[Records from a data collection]
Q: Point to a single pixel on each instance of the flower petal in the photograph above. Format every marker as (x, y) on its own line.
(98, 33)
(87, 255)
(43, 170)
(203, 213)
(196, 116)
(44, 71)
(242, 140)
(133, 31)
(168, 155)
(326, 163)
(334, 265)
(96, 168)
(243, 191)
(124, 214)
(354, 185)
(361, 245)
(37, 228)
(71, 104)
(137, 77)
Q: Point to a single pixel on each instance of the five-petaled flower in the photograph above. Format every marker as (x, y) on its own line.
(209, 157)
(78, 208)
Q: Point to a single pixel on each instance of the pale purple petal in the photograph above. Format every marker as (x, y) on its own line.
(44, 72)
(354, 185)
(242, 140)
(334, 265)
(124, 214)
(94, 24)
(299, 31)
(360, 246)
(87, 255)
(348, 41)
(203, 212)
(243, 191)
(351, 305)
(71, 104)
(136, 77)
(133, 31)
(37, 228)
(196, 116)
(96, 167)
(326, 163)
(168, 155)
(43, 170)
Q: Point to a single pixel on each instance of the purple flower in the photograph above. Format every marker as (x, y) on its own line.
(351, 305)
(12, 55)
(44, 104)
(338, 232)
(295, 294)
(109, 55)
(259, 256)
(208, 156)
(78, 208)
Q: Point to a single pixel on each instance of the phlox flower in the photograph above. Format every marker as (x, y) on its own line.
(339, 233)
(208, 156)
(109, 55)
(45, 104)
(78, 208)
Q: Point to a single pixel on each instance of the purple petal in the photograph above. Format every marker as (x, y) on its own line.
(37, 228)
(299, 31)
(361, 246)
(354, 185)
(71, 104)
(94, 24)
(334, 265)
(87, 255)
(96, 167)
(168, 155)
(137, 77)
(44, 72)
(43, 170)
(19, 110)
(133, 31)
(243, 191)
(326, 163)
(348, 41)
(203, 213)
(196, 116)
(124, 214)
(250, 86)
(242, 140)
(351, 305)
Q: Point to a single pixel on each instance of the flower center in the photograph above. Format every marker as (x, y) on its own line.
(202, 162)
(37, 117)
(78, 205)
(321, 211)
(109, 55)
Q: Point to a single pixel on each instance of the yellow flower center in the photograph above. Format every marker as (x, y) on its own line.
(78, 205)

Request: Please output every line of the records above as a JSON list of strings, one string per line, with blank lines omitted.

Finished exercise:
[
  "Q: Point to a single pixel on each instance of the flower petal in the photograph above. Format every marker as (x, y) on its own line.",
  "(98, 33)",
  "(87, 255)",
  "(43, 170)",
  "(203, 213)",
  "(196, 116)",
  "(44, 71)",
  "(242, 140)",
  "(133, 31)",
  "(168, 155)",
  "(326, 163)",
  "(334, 265)",
  "(96, 168)",
  "(243, 191)",
  "(124, 214)",
  "(354, 185)",
  "(361, 245)",
  "(37, 228)",
  "(71, 104)",
  "(137, 77)",
  "Q: Point to a single pixel on each instance of the five-petaled flower in the photograph above. Format every marker as (x, y) on its own line.",
  "(209, 157)",
  "(78, 208)",
  "Q: Point to a single pixel on each instance of the pale purple petal in the photograph above. Format every marker as (x, y) on its own line.",
  "(44, 72)",
  "(354, 185)",
  "(242, 140)",
  "(334, 265)",
  "(124, 214)",
  "(94, 24)",
  "(299, 31)",
  "(360, 246)",
  "(87, 255)",
  "(348, 41)",
  "(203, 212)",
  "(243, 191)",
  "(351, 305)",
  "(71, 104)",
  "(136, 77)",
  "(133, 31)",
  "(37, 228)",
  "(196, 116)",
  "(96, 167)",
  "(326, 163)",
  "(168, 155)",
  "(43, 170)",
  "Q: Point to a single pixel on each instance of the purple flower in the photograph above. Format every marker as (x, y) on its own line.",
  "(351, 305)",
  "(12, 55)",
  "(44, 104)",
  "(338, 232)",
  "(295, 294)",
  "(109, 55)",
  "(259, 256)",
  "(208, 156)",
  "(78, 208)",
  "Q: Point to a single pixel on each instance of the phlox flower in the photograph above. Format every marker as (x, y) on its own line.",
  "(339, 233)",
  "(208, 156)",
  "(109, 55)",
  "(45, 104)",
  "(78, 208)",
  "Q: Point to a single pixel on each instance of the purple petal in the photograph above. Format every marker as (x, y) on its own line.",
  "(37, 228)",
  "(299, 31)",
  "(361, 246)",
  "(354, 185)",
  "(71, 104)",
  "(94, 24)",
  "(334, 265)",
  "(87, 255)",
  "(96, 167)",
  "(168, 155)",
  "(137, 77)",
  "(44, 72)",
  "(43, 170)",
  "(19, 110)",
  "(133, 31)",
  "(243, 191)",
  "(326, 163)",
  "(348, 41)",
  "(203, 213)",
  "(196, 116)",
  "(124, 214)",
  "(250, 86)",
  "(242, 140)",
  "(351, 305)",
  "Q: Point to a single pixel on each instance of the flower center in the photograph above. Format every marker as (x, y) on its own line.",
  "(202, 162)",
  "(37, 117)",
  "(78, 205)",
  "(321, 211)",
  "(109, 55)",
  "Q: Point to a single pixel on each instance of the yellow flower center in the photograph above. Format every marker as (x, y) on its own line.",
  "(78, 205)"
]